• **TRECHO PARA LEITURA**:
Aquele “cérebro-barrinha-de-cereal” não aceita mais a gordura letral de uma cultura que já deu o que tinha de dar, e na escola não acrescenta a cultura da clientela ao conteúdo. E o consumo é estético, não de conteúdo humanista. 
 
Aquela “barriga de tanquinho” da musa televisiva, não demonstra que aceita afeto-grude. A relação passageira é promíscua, não tem conteúdo plural-comunitário. Aquele “espírito de skate” (rápido e rasteiro) não quer saber de questionário, trabalho de casa, pitos por comportamentos inadvertidos, o hormônio viça diferente nesses tempos. 
 
Lar? Família? O vazio fluindo, e assim se forma o jovem contemporâneo, feito um receptáculo midiático, desde a apresentadora mãe solteira, o juiz ladrão impune, o professor com tantos cursos e que ganha menos o que um “avião” de boca-de-fumo. Já pensou?  
 
A riqueza do corpo, não a riqueza do conteúdo. A escola perdeu importância, e o Professor ali, aturdido, pirando também, frustrado sim, achando que ele é o culpado, quando os tempos mudaram, as mudanças talvez pioraram a qualidade humana do “humanus”, a sociedade entre a impunidade e a hipocrisia, e o aluno ali, querendo uma “aula viva”, que nem sabe explicar direito o que é exatamente, querendo ser in/formado mas sem ser chateado, querendo aprender mas sem deixar de ser o que acha que é, e nessa relação - num tempo de travessia - o jovem contesta (contestar é a sua maior rebeldia), o professor tem que saber levar, ter postura, ter entrosamento, mas saber que, sim, é muito mais difícil lecionar agora do que era antes. Já pensou? 
 
Hannah Arendt nos diz: “A educação é o ponto em que decidimos se amamos o mundo o bastante para assumirmos a responsabilidade por ele, e com tal gesto salvá-lo da ruína que seria inevitável se não fosse a renovação e a vinda dos novos e dos jovens(...) E conclui: “A Educação, é, também, onde decidimos se amamos nossas crianças o bastante para não expulsá-las de nosso mundo e abandoná-las a seus próprios recursos, e tampouco arrancar de suas mãos a oportunidade de empreender alguma coisa nova e imprevista para nós, preparando-as em vez disso com antecedência para a tarefa de renovar um mundo comum” (In, Entre o Passado e o Futuro).

• **INSTRUÇÕES**:
[a] Reescreva a parte do trecho sobre educação que começa nas palavras "Hannah Arendt nos" e termina depois de "e o Futuro).", trocando "ruína" por "destruição".
[b] Traduza para o inglês esta frase do trecho sobre educação: "A relação passageira é promíscua, não tem conteúdo plural-comunitário."
[c] Resuma em forma de lista o parágrafo do trecho sobre educação que começa com "Lar? Família?", mantendo os fatos principais.
Os dados não têm relação com o trecho sobre educação.

• **DADOS APRESENTADOS**:
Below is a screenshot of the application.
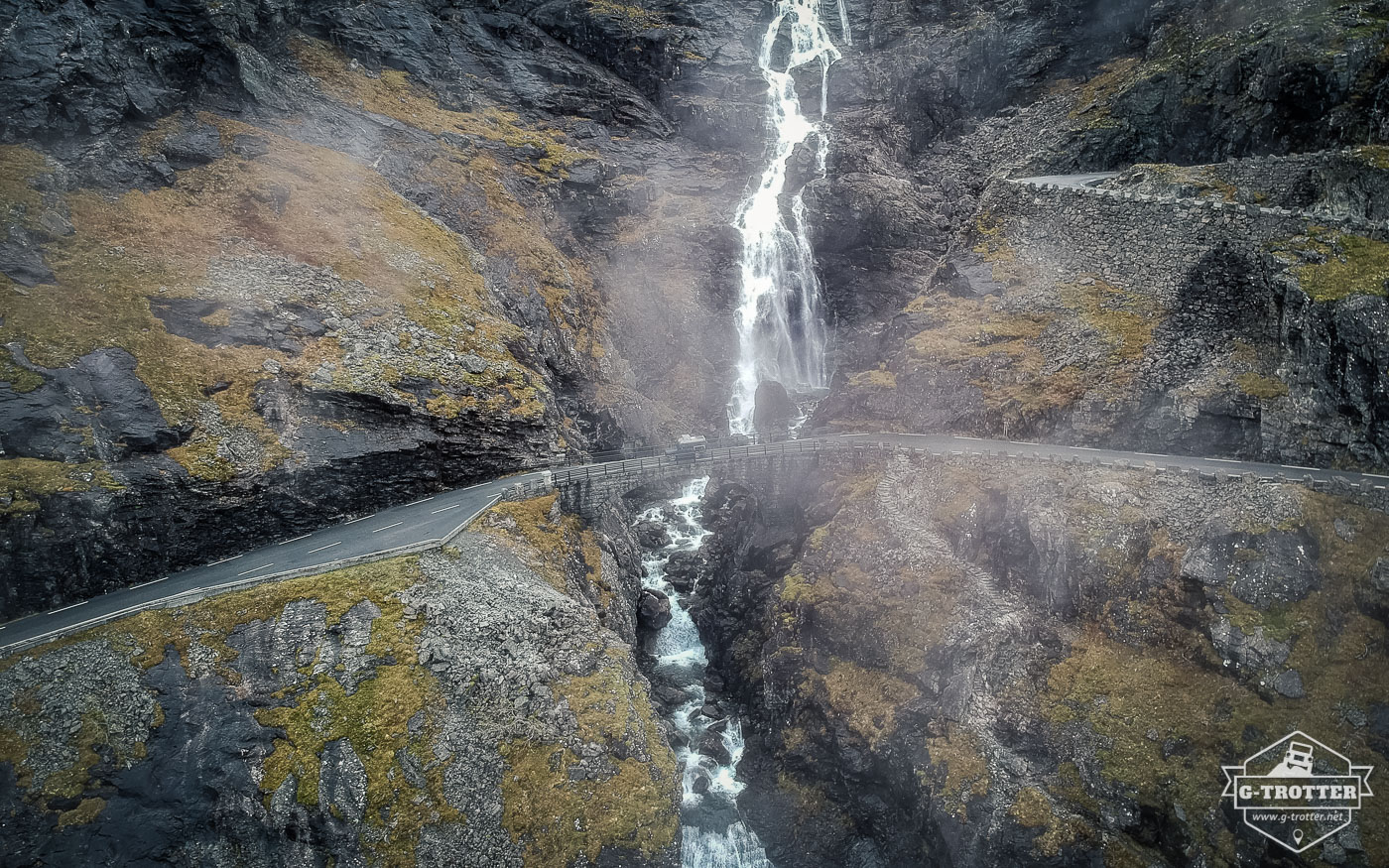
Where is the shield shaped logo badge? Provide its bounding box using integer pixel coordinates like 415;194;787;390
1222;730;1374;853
---
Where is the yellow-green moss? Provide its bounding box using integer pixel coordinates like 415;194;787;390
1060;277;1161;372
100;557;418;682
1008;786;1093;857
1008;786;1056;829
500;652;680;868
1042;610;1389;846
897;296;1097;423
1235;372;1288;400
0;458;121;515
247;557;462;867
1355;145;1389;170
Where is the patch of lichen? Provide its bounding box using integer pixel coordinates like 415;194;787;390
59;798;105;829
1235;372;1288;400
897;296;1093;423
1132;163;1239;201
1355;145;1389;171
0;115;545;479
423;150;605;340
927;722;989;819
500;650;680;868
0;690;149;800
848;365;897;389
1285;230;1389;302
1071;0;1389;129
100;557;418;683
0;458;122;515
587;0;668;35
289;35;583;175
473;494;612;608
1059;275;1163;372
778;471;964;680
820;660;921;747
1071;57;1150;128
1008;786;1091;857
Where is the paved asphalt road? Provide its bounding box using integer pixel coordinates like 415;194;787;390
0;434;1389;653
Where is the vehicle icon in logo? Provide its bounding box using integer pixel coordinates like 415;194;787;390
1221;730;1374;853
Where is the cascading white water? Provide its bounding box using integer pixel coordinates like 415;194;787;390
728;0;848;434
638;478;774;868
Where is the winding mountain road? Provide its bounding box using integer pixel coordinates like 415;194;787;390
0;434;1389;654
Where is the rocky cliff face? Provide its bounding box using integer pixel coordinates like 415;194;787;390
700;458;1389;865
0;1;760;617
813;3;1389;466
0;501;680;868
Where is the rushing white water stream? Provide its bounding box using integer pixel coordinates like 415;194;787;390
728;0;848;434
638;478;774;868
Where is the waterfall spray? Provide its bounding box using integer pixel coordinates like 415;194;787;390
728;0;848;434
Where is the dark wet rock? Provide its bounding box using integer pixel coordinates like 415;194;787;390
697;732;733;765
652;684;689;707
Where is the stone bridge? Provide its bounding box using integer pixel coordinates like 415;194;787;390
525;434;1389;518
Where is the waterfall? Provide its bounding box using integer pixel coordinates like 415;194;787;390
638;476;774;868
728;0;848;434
---
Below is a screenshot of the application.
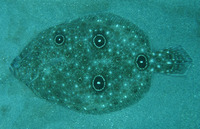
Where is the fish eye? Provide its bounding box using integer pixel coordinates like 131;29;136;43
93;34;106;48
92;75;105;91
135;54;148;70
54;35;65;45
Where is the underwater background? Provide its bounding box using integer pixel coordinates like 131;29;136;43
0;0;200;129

• **RESPOSTAS POR TAREFA**:
[a]
Hannah Arendt nos diz: “A educação é o ponto em que decidimos se amamos o mundo o bastante para assumirmos a responsabilidade por ele, e com tal gesto salvá-lo da destruição que seria inevitável se não fosse a renovação e a vinda dos novos e dos jovens(...) E conclui: “A Educação, é, também, onde decidimos se amamos nossas crianças o bastante para não expulsá-las de nosso mundo e abandoná-las a seus próprios recursos, e tampouco arrancar de suas mãos a oportunidade de empreender alguma coisa nova e imprevista para nós, preparando-as em vez disso com antecedência para a tarefa de renovar um mundo comum” (In, Entre o Passado e o Futuro).

[b] The fleeting relationship is promiscuous; it has no plural-communal content.

[c]
- Lar e família são mostrados como um vazio.
- O jovem contemporâneo se forma como um receptáculo midiático.
- Exemplos do que ele absorve:
  - a apresentadora mãe solteira;
  - o juiz ladrão impune;
  - o professor com tantos cursos que ganha menos que um "avião" de boca-de-fumo.